— Goal —
Return every line in the items below that contains the word "wedding".

— Listed entries —
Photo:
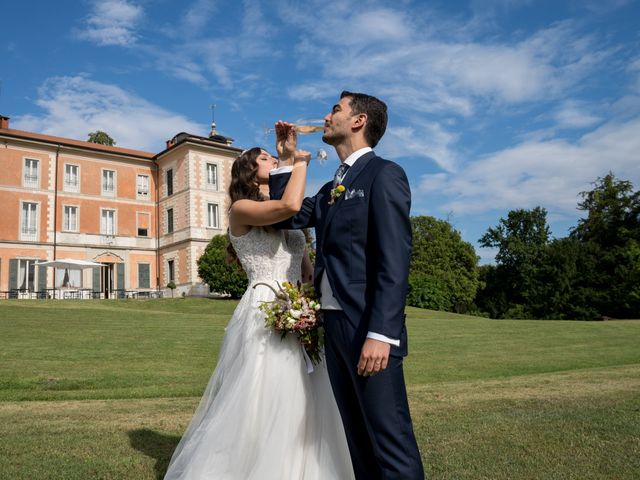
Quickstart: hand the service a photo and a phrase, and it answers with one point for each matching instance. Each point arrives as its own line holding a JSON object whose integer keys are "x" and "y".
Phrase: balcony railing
{"x": 29, "y": 234}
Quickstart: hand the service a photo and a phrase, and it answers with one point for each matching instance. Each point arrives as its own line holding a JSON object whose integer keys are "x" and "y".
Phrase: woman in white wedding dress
{"x": 262, "y": 416}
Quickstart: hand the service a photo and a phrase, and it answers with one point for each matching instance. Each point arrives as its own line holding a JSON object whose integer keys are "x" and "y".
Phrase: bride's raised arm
{"x": 252, "y": 210}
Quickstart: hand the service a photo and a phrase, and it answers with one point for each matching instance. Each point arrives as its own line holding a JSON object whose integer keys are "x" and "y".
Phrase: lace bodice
{"x": 267, "y": 254}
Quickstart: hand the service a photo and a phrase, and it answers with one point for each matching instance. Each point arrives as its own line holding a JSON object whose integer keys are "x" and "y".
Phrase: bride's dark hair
{"x": 244, "y": 185}
{"x": 244, "y": 177}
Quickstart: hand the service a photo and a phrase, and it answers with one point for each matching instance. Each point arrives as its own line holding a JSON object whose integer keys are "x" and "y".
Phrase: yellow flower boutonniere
{"x": 336, "y": 193}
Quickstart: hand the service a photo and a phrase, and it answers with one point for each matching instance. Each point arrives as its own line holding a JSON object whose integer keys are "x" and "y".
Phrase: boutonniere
{"x": 336, "y": 193}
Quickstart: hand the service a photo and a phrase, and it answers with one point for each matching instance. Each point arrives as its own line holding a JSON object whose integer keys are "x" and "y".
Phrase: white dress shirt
{"x": 328, "y": 301}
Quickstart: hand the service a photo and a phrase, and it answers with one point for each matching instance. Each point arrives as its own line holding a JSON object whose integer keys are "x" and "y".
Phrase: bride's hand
{"x": 286, "y": 141}
{"x": 302, "y": 156}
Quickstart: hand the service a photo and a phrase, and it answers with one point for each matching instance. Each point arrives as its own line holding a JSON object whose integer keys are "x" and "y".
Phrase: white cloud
{"x": 112, "y": 22}
{"x": 427, "y": 140}
{"x": 572, "y": 114}
{"x": 546, "y": 173}
{"x": 75, "y": 106}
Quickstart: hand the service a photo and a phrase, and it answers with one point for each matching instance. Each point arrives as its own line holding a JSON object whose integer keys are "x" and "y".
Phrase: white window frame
{"x": 67, "y": 186}
{"x": 143, "y": 196}
{"x": 115, "y": 221}
{"x": 138, "y": 273}
{"x": 138, "y": 227}
{"x": 173, "y": 220}
{"x": 29, "y": 235}
{"x": 23, "y": 266}
{"x": 172, "y": 262}
{"x": 66, "y": 225}
{"x": 173, "y": 178}
{"x": 109, "y": 193}
{"x": 216, "y": 217}
{"x": 28, "y": 175}
{"x": 213, "y": 185}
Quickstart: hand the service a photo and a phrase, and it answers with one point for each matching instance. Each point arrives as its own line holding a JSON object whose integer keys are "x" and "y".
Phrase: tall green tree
{"x": 221, "y": 276}
{"x": 520, "y": 239}
{"x": 444, "y": 268}
{"x": 610, "y": 232}
{"x": 101, "y": 137}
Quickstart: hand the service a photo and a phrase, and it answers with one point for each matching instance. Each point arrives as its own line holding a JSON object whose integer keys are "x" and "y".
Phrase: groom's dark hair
{"x": 376, "y": 112}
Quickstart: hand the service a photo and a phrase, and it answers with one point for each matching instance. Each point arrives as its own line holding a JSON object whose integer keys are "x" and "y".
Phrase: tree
{"x": 221, "y": 276}
{"x": 444, "y": 271}
{"x": 520, "y": 239}
{"x": 611, "y": 234}
{"x": 101, "y": 137}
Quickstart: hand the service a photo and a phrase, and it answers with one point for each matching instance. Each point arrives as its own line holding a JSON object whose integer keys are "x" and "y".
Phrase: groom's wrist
{"x": 281, "y": 169}
{"x": 383, "y": 338}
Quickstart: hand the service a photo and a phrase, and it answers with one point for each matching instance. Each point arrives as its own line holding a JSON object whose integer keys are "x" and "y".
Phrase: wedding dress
{"x": 262, "y": 416}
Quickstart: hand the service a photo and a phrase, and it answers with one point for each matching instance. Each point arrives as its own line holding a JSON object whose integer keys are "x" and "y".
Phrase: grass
{"x": 104, "y": 389}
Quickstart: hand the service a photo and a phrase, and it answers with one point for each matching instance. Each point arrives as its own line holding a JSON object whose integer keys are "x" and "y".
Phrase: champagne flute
{"x": 306, "y": 127}
{"x": 303, "y": 127}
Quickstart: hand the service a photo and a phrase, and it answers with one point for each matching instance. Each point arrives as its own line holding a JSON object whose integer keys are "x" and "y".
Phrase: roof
{"x": 218, "y": 141}
{"x": 68, "y": 142}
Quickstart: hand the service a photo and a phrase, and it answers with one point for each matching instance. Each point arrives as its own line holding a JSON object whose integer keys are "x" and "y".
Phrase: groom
{"x": 363, "y": 239}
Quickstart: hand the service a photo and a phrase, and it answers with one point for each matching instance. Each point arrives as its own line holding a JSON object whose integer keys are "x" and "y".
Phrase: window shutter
{"x": 143, "y": 275}
{"x": 42, "y": 278}
{"x": 120, "y": 282}
{"x": 96, "y": 279}
{"x": 13, "y": 273}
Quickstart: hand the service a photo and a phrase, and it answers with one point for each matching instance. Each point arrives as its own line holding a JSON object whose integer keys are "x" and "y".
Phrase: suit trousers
{"x": 374, "y": 410}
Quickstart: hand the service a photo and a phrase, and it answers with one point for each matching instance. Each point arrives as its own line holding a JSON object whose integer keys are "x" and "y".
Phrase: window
{"x": 144, "y": 275}
{"x": 171, "y": 272}
{"x": 68, "y": 278}
{"x": 30, "y": 172}
{"x": 213, "y": 215}
{"x": 169, "y": 182}
{"x": 143, "y": 222}
{"x": 108, "y": 223}
{"x": 29, "y": 224}
{"x": 170, "y": 220}
{"x": 108, "y": 182}
{"x": 143, "y": 186}
{"x": 70, "y": 219}
{"x": 27, "y": 275}
{"x": 212, "y": 175}
{"x": 71, "y": 177}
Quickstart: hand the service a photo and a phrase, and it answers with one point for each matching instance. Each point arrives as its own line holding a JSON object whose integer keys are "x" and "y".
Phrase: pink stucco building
{"x": 146, "y": 216}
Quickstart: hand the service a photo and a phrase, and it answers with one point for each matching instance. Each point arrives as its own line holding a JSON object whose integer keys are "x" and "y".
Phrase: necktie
{"x": 340, "y": 173}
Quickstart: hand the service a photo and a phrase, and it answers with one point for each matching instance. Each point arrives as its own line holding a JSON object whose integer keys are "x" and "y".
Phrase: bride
{"x": 262, "y": 416}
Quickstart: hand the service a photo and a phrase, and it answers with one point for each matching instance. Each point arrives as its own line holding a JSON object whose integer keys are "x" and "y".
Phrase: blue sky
{"x": 494, "y": 105}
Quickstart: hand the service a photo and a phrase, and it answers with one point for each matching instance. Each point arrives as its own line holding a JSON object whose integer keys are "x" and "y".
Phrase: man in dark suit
{"x": 363, "y": 240}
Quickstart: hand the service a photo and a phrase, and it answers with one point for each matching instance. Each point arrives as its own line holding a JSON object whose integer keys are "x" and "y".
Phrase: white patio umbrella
{"x": 70, "y": 263}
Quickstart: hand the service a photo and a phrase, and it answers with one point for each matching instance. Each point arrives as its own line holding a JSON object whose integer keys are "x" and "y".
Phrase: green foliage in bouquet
{"x": 296, "y": 309}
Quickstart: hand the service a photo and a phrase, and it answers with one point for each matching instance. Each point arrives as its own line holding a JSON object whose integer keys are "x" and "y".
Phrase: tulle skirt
{"x": 262, "y": 416}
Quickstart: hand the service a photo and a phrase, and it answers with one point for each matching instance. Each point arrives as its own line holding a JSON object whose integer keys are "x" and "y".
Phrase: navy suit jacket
{"x": 363, "y": 243}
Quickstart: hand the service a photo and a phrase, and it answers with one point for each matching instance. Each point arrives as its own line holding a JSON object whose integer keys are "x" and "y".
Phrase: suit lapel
{"x": 351, "y": 176}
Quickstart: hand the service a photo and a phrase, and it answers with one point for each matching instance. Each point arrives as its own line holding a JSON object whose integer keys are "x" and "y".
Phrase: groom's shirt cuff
{"x": 382, "y": 338}
{"x": 285, "y": 169}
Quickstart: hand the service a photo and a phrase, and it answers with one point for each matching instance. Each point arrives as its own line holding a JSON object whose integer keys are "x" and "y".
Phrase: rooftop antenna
{"x": 213, "y": 120}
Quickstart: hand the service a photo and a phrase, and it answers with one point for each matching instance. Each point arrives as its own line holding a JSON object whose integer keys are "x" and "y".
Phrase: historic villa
{"x": 146, "y": 217}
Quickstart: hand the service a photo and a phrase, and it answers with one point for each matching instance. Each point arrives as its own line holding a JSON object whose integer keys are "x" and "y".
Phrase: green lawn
{"x": 104, "y": 389}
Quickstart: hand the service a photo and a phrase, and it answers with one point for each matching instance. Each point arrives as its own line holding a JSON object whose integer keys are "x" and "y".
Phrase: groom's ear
{"x": 359, "y": 120}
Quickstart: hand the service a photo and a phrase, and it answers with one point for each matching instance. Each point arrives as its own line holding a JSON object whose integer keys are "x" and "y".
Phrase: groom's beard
{"x": 332, "y": 139}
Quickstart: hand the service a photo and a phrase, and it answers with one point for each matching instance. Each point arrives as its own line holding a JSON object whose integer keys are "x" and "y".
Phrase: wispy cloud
{"x": 572, "y": 114}
{"x": 74, "y": 106}
{"x": 547, "y": 173}
{"x": 112, "y": 22}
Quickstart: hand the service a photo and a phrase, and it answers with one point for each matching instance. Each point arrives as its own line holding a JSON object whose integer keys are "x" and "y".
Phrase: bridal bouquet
{"x": 296, "y": 309}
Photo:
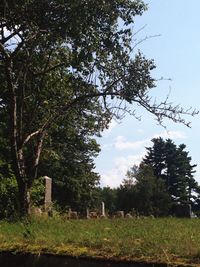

— Complete output —
Phrase: woman in white wedding dress
Phrase: wedding dress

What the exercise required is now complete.